SUPPLIED INFORMATION>
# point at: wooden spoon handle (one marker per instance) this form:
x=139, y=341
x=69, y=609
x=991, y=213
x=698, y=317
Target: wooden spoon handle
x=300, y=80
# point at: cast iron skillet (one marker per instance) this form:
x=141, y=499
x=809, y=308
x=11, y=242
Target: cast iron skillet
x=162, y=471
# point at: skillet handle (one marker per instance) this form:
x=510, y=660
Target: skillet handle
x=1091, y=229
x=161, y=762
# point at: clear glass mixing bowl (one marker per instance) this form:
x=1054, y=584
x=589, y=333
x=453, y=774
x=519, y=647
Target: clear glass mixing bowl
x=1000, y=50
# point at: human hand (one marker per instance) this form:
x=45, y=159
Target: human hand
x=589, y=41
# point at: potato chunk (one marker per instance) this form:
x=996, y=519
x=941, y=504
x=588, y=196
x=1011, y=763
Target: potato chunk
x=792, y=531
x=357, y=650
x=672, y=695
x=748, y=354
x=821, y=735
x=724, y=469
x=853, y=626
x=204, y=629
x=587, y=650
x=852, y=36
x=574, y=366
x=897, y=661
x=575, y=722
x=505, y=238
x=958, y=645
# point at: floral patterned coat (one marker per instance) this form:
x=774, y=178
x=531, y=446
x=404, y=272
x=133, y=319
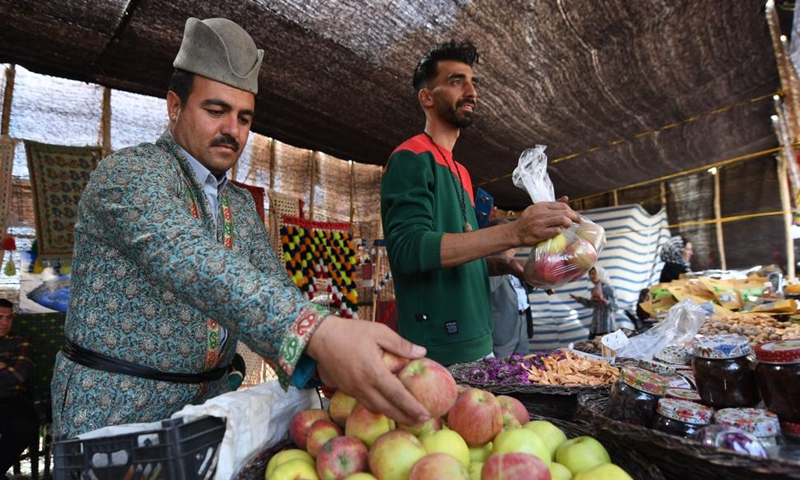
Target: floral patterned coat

WHAT YOU ARE ASKED TO DO> Retype the lines starting with the line that contains "# point at: human" and going on through the final line, both included. Leave the pictures out of your answer.

EXERCISE RESULT>
# point at: human hand (one marker per instance) this form:
x=45, y=159
Target: human hand
x=589, y=41
# point at: potato chunk (one marker per instance) this form:
x=996, y=519
x=941, y=504
x=588, y=196
x=1011, y=763
Target: potato chunk
x=792, y=531
x=357, y=650
x=672, y=695
x=748, y=354
x=821, y=735
x=724, y=469
x=853, y=626
x=204, y=629
x=587, y=650
x=852, y=36
x=574, y=366
x=897, y=661
x=575, y=722
x=505, y=238
x=958, y=645
# point at: floral patterned coat (one marker per instance) this form:
x=774, y=178
x=531, y=446
x=404, y=272
x=133, y=319
Target: floral patterned coat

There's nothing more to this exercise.